Given task:
Revise the listing below by changing "Outlines may be entered here" to "Enter the outlines below" everywhere it appears, with nothing else altered.

Dataset records:
· · ·

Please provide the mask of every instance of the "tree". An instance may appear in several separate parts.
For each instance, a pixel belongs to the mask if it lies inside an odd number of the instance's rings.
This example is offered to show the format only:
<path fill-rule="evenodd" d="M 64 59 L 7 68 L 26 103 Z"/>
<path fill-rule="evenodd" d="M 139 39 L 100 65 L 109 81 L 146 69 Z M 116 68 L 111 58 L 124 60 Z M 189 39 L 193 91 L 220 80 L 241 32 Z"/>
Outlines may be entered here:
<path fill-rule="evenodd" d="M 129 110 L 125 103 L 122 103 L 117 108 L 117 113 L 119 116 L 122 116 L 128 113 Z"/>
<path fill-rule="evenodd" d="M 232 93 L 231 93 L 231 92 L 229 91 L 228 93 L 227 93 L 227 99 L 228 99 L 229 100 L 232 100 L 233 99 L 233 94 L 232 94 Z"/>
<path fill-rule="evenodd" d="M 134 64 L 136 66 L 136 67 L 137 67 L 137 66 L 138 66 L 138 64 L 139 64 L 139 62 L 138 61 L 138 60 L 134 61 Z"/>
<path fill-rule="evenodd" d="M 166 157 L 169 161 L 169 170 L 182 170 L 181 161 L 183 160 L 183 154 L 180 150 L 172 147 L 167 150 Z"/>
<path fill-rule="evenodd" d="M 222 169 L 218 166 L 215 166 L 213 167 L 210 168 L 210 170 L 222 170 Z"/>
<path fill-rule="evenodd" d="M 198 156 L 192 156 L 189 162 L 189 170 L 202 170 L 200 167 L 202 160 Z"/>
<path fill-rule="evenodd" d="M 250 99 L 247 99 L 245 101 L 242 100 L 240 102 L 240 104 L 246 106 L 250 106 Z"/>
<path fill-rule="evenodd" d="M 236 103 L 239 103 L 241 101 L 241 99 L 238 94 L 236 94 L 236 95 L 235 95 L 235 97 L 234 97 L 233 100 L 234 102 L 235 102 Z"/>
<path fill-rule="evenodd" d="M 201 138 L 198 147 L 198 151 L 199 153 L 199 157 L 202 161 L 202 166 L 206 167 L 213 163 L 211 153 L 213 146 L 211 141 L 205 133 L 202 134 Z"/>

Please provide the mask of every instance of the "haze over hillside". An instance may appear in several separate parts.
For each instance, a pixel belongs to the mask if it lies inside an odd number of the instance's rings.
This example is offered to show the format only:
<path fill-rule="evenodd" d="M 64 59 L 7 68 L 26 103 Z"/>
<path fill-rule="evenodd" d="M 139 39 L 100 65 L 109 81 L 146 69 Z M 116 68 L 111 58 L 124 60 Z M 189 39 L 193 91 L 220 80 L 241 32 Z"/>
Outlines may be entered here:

· · ·

Task answer:
Please provide the mask of every instance of the "tree". An instance may appear in several separate parts.
For each instance, a pixel belongs to the mask if it lies inside an odd number of the instance's rings.
This example is offered to show the format only:
<path fill-rule="evenodd" d="M 64 59 L 7 68 L 26 103 Z"/>
<path fill-rule="evenodd" d="M 139 39 L 100 65 L 109 81 L 146 69 Z M 116 68 L 111 58 L 124 60 Z M 189 39 L 193 91 L 220 80 L 241 32 Z"/>
Enter the outlines below:
<path fill-rule="evenodd" d="M 129 110 L 125 103 L 122 103 L 117 108 L 117 113 L 119 116 L 122 116 L 128 113 Z"/>
<path fill-rule="evenodd" d="M 232 93 L 231 93 L 231 92 L 229 91 L 228 93 L 227 93 L 227 99 L 228 99 L 229 100 L 232 100 L 233 99 L 233 94 L 232 94 Z"/>
<path fill-rule="evenodd" d="M 134 64 L 136 66 L 136 67 L 137 67 L 137 66 L 138 66 L 138 64 L 139 64 L 139 62 L 138 61 L 138 60 L 134 61 Z"/>
<path fill-rule="evenodd" d="M 166 157 L 169 161 L 169 170 L 182 170 L 181 161 L 183 160 L 183 154 L 180 150 L 172 147 L 167 150 Z"/>
<path fill-rule="evenodd" d="M 222 169 L 218 166 L 215 166 L 213 167 L 210 168 L 210 170 L 222 170 Z"/>
<path fill-rule="evenodd" d="M 198 156 L 192 156 L 189 162 L 189 170 L 202 170 L 200 167 L 202 160 Z"/>
<path fill-rule="evenodd" d="M 250 99 L 247 99 L 245 101 L 242 100 L 240 102 L 240 104 L 246 106 L 250 106 Z"/>
<path fill-rule="evenodd" d="M 236 103 L 239 103 L 241 101 L 241 99 L 238 94 L 236 94 L 236 95 L 235 95 L 235 97 L 234 97 L 233 100 L 234 102 L 235 102 Z"/>
<path fill-rule="evenodd" d="M 201 138 L 198 147 L 198 151 L 199 153 L 199 157 L 202 161 L 202 166 L 206 167 L 213 163 L 211 153 L 213 146 L 211 141 L 205 133 L 202 134 Z"/>

Please provide the mask of every instance of the "haze over hillside". An instance may appear in several separate parts.
For each instance, a pixel belongs to the mask if it lies inside an odd number of the instance's rings.
This example is offered to show the format only:
<path fill-rule="evenodd" d="M 64 59 L 7 68 L 26 103 Z"/>
<path fill-rule="evenodd" d="M 139 39 L 100 65 L 109 81 L 146 69 Z M 116 68 L 111 58 L 124 60 Z M 189 39 L 193 91 L 220 80 L 241 32 Z"/>
Enter the outlines below:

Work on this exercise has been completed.